Task description: Extract the lines below word for word, from the first one through the line containing "M636 0L0 0L0 81L312 87L362 75L636 86Z", and leave the pictures out of your answer.
Begin
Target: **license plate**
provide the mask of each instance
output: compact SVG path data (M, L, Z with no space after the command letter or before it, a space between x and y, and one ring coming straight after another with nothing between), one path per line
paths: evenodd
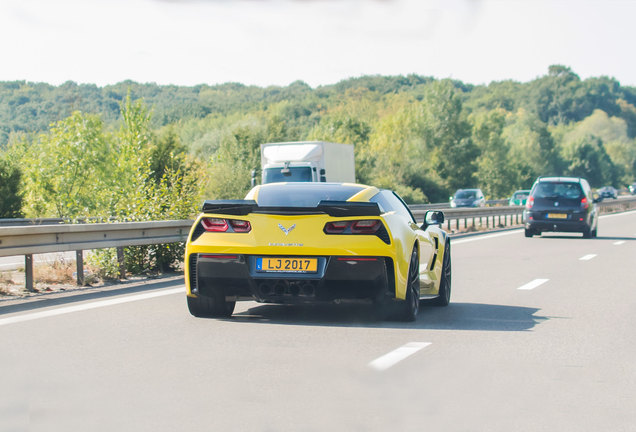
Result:
M283 273L315 273L317 258L256 258L256 271Z

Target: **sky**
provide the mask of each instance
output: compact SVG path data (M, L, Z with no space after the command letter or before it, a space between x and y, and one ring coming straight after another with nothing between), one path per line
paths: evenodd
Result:
M636 0L0 0L0 81L312 87L362 75L636 86Z

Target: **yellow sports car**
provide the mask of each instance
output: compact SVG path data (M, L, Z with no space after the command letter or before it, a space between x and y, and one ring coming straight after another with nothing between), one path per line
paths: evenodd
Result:
M348 183L272 183L244 200L205 201L186 244L190 313L229 317L237 300L372 301L413 321L420 300L446 306L444 214L418 225L394 192Z

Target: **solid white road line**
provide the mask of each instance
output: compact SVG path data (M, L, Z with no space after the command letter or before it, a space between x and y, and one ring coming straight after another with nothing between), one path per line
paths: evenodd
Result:
M151 299L155 297L163 297L163 296L172 295L172 294L180 294L184 292L185 292L185 287L171 288L171 289L166 289L161 291L152 291L152 292L143 293L143 294L135 294L135 295L129 295L124 297L118 297L118 298L109 299L109 300L99 300L99 301L84 303L84 304L80 304L76 306L61 307L61 308L46 310L42 312L34 312L34 313L29 313L24 315L17 315L17 316L12 316L9 318L0 318L0 326L15 324L15 323L24 322L24 321L32 321L32 320L36 320L40 318L48 318L48 317L57 316L57 315L64 315L67 313L80 312L80 311L85 311L89 309L96 309L100 307L114 306L114 305L118 305L122 303L129 303L129 302L134 302L139 300L147 300L147 299Z
M378 371L387 370L430 344L430 342L409 342L390 353L384 354L382 357L378 357L369 363L369 366Z
M549 281L550 279L535 279L532 282L528 282L525 285L520 286L517 289L520 290L531 290L531 289L535 289L536 287L538 287L539 285L543 285L544 283L546 283L547 281Z

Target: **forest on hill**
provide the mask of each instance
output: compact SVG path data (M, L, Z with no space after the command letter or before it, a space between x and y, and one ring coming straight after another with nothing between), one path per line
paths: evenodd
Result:
M460 187L504 198L539 175L624 187L636 176L636 89L562 65L489 85L0 82L0 217L190 217L203 197L245 194L259 144L301 140L354 144L357 180L408 202Z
End
Written answer:
Target: **license plate**
provide the mask of each instance
output: compact SVG path data (M, L, Z with no space after the command letter or before it, a space between x and y, and one ring coming straight after another with nothing between), one path per line
paths: evenodd
Result:
M283 273L315 273L317 258L256 258L256 271Z

Target: **sky**
provide the mask of each instance
output: compact SVG path data (M, L, Z with no space after the command letter or before it, a space between x and y, and one ring coming straight after another with nothing between), one path per line
paths: evenodd
Result:
M636 0L0 0L0 81L312 87L362 75L636 86Z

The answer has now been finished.